BEGIN

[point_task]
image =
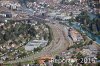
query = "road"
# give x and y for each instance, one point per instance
(57, 45)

END

- **Aim of the exercise**
A verbatim transcription of the records, pictures excluded, is the required output.

- **Answer to this task**
[point_task]
image =
query = "road"
# give x and y for each instance, one point per instance
(57, 45)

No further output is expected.